◆ Exercise directions:
Leave out all lines before the one containing "Target: white high-rise building", and copy that line and all the rest below it exactly.

****************

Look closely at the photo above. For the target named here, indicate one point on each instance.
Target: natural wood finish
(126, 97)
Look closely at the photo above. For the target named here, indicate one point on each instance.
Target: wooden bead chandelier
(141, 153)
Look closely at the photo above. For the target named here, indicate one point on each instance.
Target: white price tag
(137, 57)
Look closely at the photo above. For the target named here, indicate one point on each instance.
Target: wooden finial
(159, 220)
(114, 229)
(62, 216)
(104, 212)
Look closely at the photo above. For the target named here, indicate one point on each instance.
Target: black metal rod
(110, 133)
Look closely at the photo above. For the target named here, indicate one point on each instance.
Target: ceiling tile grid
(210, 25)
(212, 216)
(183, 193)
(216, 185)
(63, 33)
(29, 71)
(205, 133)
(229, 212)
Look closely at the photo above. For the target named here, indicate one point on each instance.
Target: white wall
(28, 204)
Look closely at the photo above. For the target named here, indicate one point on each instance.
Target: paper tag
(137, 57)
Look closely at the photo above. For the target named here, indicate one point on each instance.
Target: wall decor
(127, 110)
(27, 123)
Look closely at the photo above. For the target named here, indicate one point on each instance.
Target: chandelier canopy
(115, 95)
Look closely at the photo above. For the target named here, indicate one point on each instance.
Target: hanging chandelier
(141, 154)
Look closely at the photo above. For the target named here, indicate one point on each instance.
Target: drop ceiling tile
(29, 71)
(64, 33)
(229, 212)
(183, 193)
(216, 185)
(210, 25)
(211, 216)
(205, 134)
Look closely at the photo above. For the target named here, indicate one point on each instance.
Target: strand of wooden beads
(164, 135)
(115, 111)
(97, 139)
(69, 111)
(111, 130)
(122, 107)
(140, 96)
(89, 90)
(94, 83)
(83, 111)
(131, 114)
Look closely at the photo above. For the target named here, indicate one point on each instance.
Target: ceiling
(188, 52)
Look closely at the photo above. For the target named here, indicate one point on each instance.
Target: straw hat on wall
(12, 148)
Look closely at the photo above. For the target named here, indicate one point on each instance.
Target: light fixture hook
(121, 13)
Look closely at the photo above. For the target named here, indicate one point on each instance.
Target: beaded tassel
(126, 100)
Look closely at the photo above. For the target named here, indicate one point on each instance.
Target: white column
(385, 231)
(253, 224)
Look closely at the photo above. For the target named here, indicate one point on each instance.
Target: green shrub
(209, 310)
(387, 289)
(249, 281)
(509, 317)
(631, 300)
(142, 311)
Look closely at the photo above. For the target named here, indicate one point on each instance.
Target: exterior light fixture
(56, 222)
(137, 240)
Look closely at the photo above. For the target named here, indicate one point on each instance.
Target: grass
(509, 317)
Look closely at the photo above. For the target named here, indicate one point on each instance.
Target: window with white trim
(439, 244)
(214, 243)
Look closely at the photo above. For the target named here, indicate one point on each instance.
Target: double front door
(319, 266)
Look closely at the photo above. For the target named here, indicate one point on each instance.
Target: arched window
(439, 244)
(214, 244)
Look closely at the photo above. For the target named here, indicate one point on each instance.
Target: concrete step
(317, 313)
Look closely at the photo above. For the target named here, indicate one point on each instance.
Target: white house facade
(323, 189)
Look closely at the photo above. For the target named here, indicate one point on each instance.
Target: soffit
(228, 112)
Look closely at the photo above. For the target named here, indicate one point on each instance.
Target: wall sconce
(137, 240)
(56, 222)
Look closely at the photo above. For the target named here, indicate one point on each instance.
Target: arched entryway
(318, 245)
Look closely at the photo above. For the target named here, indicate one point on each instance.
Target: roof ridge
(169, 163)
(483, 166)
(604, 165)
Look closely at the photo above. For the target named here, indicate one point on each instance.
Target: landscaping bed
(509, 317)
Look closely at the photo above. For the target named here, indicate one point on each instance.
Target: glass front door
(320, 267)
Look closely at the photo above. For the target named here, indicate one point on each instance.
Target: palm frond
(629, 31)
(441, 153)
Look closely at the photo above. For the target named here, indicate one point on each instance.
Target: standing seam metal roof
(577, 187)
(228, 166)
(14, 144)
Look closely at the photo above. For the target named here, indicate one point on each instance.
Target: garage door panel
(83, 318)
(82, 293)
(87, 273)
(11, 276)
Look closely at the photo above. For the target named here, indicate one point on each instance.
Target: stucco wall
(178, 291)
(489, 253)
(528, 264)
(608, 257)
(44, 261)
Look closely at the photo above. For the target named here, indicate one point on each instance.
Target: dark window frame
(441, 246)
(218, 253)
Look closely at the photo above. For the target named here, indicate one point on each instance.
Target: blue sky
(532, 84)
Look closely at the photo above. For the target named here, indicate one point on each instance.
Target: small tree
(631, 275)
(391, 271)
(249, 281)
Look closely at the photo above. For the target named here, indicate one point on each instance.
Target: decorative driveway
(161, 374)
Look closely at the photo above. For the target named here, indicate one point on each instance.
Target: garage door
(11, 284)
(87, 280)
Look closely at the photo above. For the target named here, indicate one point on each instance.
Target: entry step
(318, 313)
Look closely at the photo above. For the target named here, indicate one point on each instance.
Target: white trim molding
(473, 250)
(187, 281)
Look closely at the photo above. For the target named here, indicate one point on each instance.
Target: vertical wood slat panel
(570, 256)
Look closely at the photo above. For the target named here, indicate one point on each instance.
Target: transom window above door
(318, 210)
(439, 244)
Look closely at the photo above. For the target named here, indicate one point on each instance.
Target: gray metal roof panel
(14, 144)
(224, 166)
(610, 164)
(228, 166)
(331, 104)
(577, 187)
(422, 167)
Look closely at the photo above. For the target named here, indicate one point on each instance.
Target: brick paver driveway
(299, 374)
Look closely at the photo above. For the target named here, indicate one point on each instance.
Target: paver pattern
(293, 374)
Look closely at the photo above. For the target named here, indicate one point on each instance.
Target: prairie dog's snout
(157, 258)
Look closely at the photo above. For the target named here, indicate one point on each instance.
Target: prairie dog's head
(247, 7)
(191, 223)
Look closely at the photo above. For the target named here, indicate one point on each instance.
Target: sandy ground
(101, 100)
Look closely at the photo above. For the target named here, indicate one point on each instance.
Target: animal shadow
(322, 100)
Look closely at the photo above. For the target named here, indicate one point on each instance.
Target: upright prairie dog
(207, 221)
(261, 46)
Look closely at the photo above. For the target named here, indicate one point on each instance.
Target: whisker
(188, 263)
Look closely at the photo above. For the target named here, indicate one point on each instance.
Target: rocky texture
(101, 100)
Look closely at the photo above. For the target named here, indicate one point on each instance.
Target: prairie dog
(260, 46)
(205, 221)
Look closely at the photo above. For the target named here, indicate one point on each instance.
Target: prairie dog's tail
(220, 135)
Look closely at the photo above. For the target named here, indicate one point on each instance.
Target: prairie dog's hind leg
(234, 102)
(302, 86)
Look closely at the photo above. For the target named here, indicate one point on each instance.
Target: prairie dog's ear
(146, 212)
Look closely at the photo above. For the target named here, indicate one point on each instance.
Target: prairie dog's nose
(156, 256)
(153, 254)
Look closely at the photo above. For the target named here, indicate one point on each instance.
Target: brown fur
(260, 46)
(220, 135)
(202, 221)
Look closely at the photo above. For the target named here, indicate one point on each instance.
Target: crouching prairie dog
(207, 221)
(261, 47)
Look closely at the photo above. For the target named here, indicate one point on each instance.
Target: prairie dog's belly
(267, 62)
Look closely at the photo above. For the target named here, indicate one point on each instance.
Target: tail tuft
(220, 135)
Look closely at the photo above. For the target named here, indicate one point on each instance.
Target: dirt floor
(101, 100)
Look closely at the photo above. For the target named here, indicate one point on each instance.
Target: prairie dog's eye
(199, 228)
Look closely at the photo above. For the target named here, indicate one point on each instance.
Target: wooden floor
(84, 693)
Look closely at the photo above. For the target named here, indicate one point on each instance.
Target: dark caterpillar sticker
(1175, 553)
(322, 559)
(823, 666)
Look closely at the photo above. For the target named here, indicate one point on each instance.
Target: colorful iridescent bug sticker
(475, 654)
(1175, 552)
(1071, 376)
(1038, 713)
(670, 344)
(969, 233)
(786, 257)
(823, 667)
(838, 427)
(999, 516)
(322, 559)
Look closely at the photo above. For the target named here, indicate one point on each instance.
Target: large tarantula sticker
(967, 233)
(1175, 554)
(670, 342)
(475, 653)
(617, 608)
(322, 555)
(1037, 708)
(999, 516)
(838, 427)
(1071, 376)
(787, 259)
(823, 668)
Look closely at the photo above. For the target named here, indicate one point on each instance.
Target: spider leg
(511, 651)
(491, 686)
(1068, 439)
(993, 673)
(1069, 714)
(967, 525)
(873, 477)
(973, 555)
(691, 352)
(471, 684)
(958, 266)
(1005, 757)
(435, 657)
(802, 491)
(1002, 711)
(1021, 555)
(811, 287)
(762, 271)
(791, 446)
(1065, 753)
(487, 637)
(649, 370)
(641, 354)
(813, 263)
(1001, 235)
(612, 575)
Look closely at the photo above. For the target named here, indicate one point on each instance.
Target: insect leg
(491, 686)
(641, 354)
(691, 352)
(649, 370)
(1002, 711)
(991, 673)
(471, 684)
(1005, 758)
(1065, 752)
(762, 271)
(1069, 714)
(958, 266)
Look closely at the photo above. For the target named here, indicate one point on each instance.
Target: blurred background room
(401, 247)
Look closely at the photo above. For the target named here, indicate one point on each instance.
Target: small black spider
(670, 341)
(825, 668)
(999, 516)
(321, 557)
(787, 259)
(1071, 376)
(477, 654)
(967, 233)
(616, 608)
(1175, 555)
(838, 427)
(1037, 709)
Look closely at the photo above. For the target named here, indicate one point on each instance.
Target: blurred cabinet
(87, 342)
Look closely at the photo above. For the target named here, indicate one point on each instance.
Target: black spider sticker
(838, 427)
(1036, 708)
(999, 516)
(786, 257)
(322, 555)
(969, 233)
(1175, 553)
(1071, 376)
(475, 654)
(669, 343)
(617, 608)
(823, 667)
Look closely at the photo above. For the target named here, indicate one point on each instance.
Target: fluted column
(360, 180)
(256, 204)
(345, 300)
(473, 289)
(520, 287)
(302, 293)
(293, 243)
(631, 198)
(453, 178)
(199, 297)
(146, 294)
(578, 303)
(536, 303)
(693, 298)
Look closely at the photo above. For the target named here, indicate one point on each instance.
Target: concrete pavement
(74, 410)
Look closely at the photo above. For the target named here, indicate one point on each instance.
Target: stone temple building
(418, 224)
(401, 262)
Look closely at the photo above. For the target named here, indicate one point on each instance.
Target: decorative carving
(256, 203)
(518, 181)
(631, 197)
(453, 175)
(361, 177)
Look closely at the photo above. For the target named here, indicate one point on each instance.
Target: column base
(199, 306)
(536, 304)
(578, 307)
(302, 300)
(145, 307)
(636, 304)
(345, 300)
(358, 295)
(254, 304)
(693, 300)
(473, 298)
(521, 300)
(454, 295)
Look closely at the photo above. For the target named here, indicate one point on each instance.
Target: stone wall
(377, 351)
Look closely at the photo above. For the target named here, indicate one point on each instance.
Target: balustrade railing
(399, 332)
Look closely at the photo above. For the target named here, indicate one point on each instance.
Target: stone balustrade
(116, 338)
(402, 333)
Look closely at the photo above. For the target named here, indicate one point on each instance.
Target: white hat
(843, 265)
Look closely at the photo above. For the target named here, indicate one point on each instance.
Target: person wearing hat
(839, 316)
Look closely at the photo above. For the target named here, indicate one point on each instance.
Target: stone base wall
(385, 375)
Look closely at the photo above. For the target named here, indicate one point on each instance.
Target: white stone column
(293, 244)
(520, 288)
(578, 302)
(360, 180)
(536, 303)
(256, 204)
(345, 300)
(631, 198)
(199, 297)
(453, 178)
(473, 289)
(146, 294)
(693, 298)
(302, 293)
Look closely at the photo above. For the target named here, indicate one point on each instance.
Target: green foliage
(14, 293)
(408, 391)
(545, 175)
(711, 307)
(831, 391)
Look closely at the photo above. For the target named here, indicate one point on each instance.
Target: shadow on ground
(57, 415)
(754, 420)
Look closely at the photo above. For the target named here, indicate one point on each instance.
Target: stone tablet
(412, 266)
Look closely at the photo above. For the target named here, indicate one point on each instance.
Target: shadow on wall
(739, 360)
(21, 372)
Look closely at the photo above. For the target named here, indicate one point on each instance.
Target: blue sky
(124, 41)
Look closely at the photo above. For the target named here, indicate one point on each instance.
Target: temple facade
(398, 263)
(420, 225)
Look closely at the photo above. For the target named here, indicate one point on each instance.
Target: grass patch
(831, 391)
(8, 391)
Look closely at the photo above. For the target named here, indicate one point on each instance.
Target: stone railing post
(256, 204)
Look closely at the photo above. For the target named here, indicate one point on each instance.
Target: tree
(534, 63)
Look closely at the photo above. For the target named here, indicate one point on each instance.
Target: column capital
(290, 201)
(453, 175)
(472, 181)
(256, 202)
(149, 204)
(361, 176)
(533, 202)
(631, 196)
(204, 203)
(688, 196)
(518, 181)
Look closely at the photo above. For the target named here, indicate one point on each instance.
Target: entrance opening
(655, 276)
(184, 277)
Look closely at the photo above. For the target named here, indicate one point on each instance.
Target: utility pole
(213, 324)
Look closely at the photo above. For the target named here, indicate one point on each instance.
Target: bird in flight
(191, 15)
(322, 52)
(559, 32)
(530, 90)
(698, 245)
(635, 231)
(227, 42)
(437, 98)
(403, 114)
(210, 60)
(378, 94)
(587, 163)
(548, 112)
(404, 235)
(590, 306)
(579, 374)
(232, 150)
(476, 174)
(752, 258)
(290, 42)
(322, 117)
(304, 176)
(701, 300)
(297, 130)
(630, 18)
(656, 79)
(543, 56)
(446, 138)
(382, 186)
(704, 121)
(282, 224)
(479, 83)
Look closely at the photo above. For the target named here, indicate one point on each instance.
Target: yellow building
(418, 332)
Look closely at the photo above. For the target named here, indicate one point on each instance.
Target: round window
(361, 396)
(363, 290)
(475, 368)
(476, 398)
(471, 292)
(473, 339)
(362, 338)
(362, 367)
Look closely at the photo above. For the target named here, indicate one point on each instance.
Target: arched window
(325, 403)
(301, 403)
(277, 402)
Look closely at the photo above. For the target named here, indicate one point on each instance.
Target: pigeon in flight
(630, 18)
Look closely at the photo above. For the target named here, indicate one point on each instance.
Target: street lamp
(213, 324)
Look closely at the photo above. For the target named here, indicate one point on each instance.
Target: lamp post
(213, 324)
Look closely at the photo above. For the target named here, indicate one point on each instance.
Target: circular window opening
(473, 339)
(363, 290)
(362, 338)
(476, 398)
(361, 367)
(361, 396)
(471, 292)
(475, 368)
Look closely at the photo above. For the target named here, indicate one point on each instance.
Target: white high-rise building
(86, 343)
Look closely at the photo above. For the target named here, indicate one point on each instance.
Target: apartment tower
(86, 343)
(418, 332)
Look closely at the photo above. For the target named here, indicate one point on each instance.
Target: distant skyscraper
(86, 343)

****************

◆ Problem solution:
Target: white high-rise building
(86, 343)
Look closely at the photo above. For the target named here, indicate one point on each instance.
Target: apartment tower
(86, 343)
(418, 332)
Look closely at the photo above. For the target named here, indicate one point on each instance.
Target: distant skyscraper
(86, 343)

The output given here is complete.